**PASSAGE PROVIDED**

========================

The Novaks arrived in New York around midnight December 11, 1957. After no food on the plane, a brief stop in Nova Scotia and a stormy flight, a beautiful, clean bed in a New York City hotel awaited them. They slept through breakfast, and were very hungry. Joseph went through his suit pockets one more time, after multiple previous checks.
This time, he found a dollar bill. “Now who knows where that suit came from?” Matilda muses. “But an American dollar bill?”
Joseph ran down to the street and came back with an eight-pound bag of oranges. They sat down, peeling, eating, and soon had devoured the entire bag.
Matilda said, after seeing the peels on the floor, “Wow, I wonder what the maid is going to think.” Matilda and I both laughed through the tears in our eyes as she recounted this story.

========================

**EXERCISE INSTRUCTIONS**
a. According to the passage about the Novaks' arrival, what did Joseph find on his final check of his suit pockets?
b. Carry on the passage about the Novaks' arrival, picking up after its last sentence.
The records are unrelated to the passage about the Novaks' arrival.

**RAW DATA**
========================

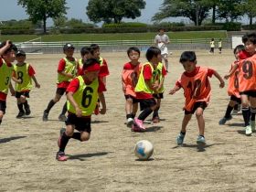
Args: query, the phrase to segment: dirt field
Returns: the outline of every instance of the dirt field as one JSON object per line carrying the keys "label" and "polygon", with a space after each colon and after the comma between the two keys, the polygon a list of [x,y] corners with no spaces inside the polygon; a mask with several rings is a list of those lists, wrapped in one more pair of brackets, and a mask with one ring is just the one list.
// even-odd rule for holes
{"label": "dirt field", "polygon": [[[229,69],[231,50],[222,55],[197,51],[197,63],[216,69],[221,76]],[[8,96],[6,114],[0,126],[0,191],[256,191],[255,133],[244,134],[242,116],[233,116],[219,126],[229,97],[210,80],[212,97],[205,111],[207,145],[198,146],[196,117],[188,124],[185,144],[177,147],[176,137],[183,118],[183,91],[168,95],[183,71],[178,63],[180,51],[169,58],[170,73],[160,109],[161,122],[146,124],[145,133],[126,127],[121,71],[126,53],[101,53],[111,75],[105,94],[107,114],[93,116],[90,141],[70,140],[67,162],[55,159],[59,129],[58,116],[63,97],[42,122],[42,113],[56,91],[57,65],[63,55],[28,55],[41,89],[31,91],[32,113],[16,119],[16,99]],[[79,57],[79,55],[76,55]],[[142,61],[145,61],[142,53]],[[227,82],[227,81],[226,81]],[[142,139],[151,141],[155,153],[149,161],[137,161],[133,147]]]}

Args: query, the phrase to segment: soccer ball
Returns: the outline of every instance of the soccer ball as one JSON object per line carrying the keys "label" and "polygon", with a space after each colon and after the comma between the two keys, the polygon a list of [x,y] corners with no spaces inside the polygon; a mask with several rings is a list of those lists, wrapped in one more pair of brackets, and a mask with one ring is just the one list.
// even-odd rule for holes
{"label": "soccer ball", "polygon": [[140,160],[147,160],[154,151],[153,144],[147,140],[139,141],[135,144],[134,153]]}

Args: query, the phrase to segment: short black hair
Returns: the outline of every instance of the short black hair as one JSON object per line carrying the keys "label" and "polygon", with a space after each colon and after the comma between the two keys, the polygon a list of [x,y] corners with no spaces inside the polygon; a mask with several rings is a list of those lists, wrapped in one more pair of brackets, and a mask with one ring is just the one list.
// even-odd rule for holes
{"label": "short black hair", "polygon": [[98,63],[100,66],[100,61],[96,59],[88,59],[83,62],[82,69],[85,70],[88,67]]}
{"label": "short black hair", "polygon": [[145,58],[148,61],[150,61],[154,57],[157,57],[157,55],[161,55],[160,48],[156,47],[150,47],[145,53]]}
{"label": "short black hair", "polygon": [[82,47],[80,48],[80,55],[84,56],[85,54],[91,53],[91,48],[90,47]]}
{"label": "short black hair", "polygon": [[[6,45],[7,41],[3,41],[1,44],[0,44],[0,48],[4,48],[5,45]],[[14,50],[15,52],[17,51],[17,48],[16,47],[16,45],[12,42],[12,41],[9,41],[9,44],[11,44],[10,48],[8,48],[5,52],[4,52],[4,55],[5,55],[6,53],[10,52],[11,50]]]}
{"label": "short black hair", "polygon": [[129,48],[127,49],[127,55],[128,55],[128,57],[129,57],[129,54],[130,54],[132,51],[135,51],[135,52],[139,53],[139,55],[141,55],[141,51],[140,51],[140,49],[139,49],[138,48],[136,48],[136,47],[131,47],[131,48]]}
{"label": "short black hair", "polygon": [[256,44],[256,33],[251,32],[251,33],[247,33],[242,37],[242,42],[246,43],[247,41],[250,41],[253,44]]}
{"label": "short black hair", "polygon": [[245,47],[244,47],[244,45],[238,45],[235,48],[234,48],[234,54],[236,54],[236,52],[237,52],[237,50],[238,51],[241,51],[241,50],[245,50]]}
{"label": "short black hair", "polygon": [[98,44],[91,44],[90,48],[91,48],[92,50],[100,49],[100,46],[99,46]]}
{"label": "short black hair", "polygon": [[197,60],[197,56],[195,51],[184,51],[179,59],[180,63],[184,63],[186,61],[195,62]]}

========================

**ANSWERS FOR THIS EXERCISE**
a. A dollar bill.

b.
December 12, 1957, the Novaks were on their way to California. Matilda was finally reunited with her only brother, the one she hadn’t seen since she was seven years old. “It was quite a reunion,” she says. “He was married, I was married…we lived with them for a while.”
Papa and Mama lived in southern California for 13 years, while Joseph worked with American Rockwell as part of the space program. They eventually became disillusioned with the asphalt, housing, traffic, and took a vacation up the west coast towards Canada. To this day, they don’t know what prompted them to stop in Albany, Oregon – yet they somehow knew they wanted to live there.
Matilda and Joseph’s family includes four children – two sons and twin daughters – and now several grandchildren. The restaurant began because the family was at a point where they didn’t know what else to do. Many people had suggested a restaurant, because of Matilda’s cooking skills. Around the dinner table on a Sunday, one of their daughters mentioned a place which had just closed.
In April, 1984, they opened their restaurant.
It hasn’t all been peaches and cream – or, rather, chicken paprikas and spaetzle – since then; businesses have ups and downs. Yet through it all, Novaks Hungarian restaurant has not just survived, but thrived.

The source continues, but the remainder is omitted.